+++ Exercise input +++

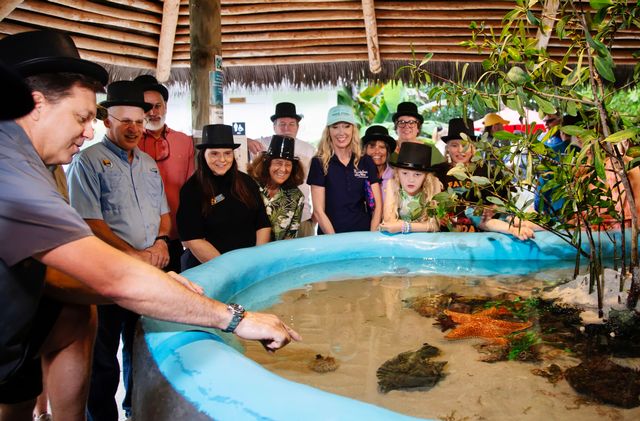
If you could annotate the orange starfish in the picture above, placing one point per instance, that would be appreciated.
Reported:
(482, 325)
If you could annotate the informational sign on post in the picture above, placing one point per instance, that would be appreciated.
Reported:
(216, 84)
(242, 153)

+++

__Your assignment__. Your answer must be an exact copy of every entry, with the pictures left out.

__Response for this exercise__.
If you could annotate the orange starfish in the picture above, placing one point per instance, that would be appreciated.
Reported:
(482, 325)
If you could annotate the informational sign on post in the picture above, placing one point per instance, that would be appreciated.
Reported:
(216, 84)
(242, 153)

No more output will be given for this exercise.